Requirements — Reproduce every line of the items below word for word, leaving out the pictures.

Data listing:
-------
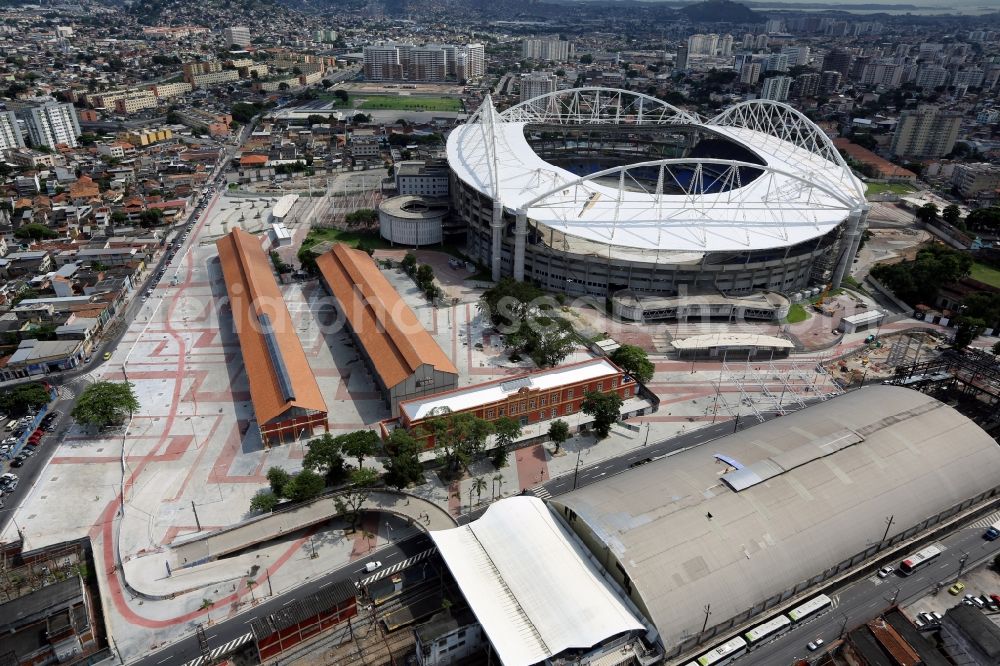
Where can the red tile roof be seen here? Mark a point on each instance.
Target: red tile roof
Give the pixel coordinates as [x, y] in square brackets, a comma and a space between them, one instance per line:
[393, 337]
[254, 292]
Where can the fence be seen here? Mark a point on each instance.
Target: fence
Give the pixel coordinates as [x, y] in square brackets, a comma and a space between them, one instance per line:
[889, 545]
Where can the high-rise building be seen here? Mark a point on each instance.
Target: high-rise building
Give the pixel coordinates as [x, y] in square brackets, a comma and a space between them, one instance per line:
[750, 72]
[536, 84]
[925, 132]
[829, 82]
[797, 55]
[837, 60]
[806, 85]
[726, 45]
[238, 35]
[776, 88]
[680, 63]
[932, 76]
[552, 50]
[51, 124]
[10, 133]
[776, 62]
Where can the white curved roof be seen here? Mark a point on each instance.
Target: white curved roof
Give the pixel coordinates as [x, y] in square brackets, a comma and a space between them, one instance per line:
[531, 584]
[805, 190]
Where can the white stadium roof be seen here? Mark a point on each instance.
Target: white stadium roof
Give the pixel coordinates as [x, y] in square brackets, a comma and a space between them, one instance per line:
[805, 189]
[530, 583]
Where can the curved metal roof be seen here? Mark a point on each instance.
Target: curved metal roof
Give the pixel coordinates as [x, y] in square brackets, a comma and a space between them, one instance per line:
[804, 189]
[689, 532]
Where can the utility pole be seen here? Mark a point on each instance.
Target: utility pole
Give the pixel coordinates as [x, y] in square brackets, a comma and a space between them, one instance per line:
[888, 524]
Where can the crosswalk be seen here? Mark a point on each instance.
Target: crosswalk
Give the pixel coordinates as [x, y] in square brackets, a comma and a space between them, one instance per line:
[221, 651]
[399, 566]
[986, 521]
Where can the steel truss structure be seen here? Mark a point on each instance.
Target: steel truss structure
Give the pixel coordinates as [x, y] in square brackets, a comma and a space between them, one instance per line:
[769, 387]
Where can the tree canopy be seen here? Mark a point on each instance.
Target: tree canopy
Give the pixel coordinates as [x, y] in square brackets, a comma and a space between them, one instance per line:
[605, 408]
[106, 403]
[634, 361]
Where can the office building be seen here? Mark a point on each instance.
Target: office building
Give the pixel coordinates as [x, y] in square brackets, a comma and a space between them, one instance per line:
[925, 132]
[238, 35]
[536, 84]
[776, 62]
[829, 82]
[932, 76]
[837, 60]
[797, 55]
[554, 50]
[51, 124]
[10, 132]
[776, 88]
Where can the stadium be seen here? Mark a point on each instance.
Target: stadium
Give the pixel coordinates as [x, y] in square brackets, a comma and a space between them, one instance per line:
[602, 191]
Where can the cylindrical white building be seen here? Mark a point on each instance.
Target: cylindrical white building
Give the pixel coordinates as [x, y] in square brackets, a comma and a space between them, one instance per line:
[412, 220]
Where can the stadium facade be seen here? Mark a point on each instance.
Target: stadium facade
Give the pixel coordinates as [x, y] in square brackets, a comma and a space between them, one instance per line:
[599, 191]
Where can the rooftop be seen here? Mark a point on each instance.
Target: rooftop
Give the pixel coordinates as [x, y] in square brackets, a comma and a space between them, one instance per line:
[485, 394]
[682, 531]
[281, 380]
[393, 337]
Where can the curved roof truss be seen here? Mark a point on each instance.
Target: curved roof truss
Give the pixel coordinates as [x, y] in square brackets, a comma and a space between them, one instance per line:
[593, 105]
[787, 124]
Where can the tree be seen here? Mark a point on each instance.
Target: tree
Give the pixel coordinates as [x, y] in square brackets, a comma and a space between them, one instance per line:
[278, 478]
[403, 464]
[359, 444]
[506, 430]
[558, 433]
[35, 231]
[967, 330]
[927, 213]
[605, 408]
[264, 501]
[349, 503]
[325, 455]
[106, 403]
[634, 361]
[305, 485]
[19, 399]
[951, 213]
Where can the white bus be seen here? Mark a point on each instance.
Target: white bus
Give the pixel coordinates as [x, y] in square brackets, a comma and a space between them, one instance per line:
[766, 630]
[918, 559]
[723, 654]
[809, 608]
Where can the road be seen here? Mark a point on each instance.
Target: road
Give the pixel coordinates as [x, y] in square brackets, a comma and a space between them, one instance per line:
[221, 633]
[865, 599]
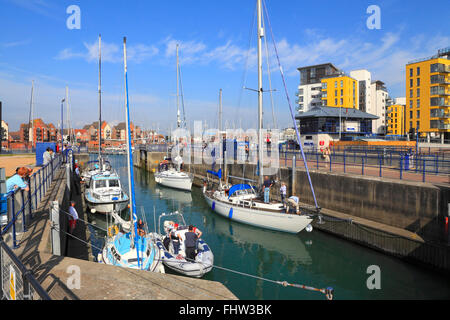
-------
Output —
Where can the red tile roof be seen here? Mark a point on each instance.
Target: red tile roof
Give the pixel coordinates as [x, y] in square brackets, a comma and a space between them, one instance per line:
[393, 337]
[254, 292]
Where can the fence be seen here? Mark a point on each instance.
Target: fence
Give the pixel coordinates as [x, y] in square brackets, a comma and a space between them, one instance per line:
[889, 545]
Where can the high-rise building be seen here? Mark a point on each instance.
Target: high-rise building
Give the pixel coordinates as [x, y] in square brackets, a comma and a space between them, one instance per line:
[750, 72]
[536, 84]
[925, 132]
[829, 82]
[797, 55]
[837, 60]
[806, 85]
[726, 45]
[238, 35]
[776, 88]
[680, 63]
[932, 76]
[552, 50]
[51, 124]
[10, 133]
[776, 62]
Where can the white curved roof be seen here? Mark a point on each instance.
Target: white curved roof
Give the pixel coordinates as [x, y] in square brackets, a comma and a space between them, one instance per line:
[531, 584]
[805, 190]
Where can the white stadium roof be seen here? Mark a point on each instance.
Target: white stadium roof
Give the pixel coordinates as [x, y] in square brackets, a comma and a space between them, one instance per line:
[805, 189]
[530, 583]
Where can the curved metal roof be seen here? Mark a point on each instance.
Target: curved metal roof
Give the pixel coordinates as [x, y] in square brackets, a comma and a space between them, one instance per line:
[804, 189]
[689, 532]
Where can the utility pole be seen here? Mark a point on each instance.
Target: utility pole
Give the pixel coordinates as [x, y] in square brackets, a comma and a space between them, one instance per line:
[888, 524]
Where can the crosswalk be seen here? Mark a point on each instance.
Target: crosswalk
Give the pixel coordinates as [x, y] in square brackets, a comma and a space between them, one instance per line:
[221, 651]
[399, 566]
[986, 521]
Where can the steel truss structure be seen here? Mark a point on each instance.
Target: steel truss structure
Give the pixel coordinates as [x, y] in square brackets, a comma and a space between them, one instance per line:
[769, 387]
Where can the tree canopy be seen here? Mark a point on each instance.
Target: tree canopy
Give the pixel coordinates as [x, y] in square brackets, a comma and a space between them, one instance per line:
[605, 408]
[106, 403]
[634, 361]
Where can the office building be seen here? Mark a point on each instance.
Target: office building
Give the pixel coordinates as [x, y] in square brackets, a comma and a space between them, one instance per line:
[925, 132]
[238, 35]
[536, 84]
[776, 62]
[829, 82]
[932, 76]
[837, 60]
[797, 55]
[554, 50]
[51, 124]
[10, 132]
[776, 88]
Where can the stadium be seen here? Mark a point on each instance.
Target: stadium
Give the pixel coordinates as [x, y] in square brackets, a comma and a space between them, one instance per line:
[602, 191]
Where can the cylindrical white building be seen here? Mark a point on each instance.
Target: cylindrical white building
Give the pixel coordinates as [x, y] in square brackets, a comma and a space between them, one instance per line:
[412, 220]
Where can the stadium facade be seen here? Mark a point on each instance.
Target: stadium facade
Give the pixel coordinates as [x, y] in square brackets, a comma and a space between them, one instance per line:
[599, 191]
Where can the rooftop be seen here? Mark a point on each instance.
Target: rooftop
Give the pixel coordinates as [x, y] in square brackets, a comma and a space between them, one instance per line:
[485, 394]
[682, 531]
[281, 380]
[393, 337]
Where can the curved roof truss be seen here? Mark a point on each instance.
Target: curved roof truss
Give the pixel coordinates as [x, y] in square brackets, a comma and a space between them, one instance per line:
[593, 105]
[787, 124]
Where can the tree be seen here? Mark a point on each instance.
Target: tree
Give the pixel coordinates as [x, y] in square brackets, a comma and a space between them, one instance per line:
[278, 478]
[403, 464]
[359, 444]
[506, 430]
[558, 433]
[35, 231]
[967, 330]
[927, 213]
[605, 408]
[264, 501]
[349, 503]
[325, 455]
[106, 403]
[634, 361]
[305, 485]
[19, 399]
[951, 213]
Where can the white bus be seen here? Mark a point on each instance.
Target: white bus
Give the pixel coordinates as [x, y] in square brackets, a comma and a space between them, one instance per line:
[766, 630]
[918, 559]
[723, 654]
[809, 608]
Where can the road be seen here? Mark a point on each instance.
Target: road
Give the pixel coordinates as [x, y] in square brackets, a comma and a space between them, one instance per line:
[221, 633]
[865, 599]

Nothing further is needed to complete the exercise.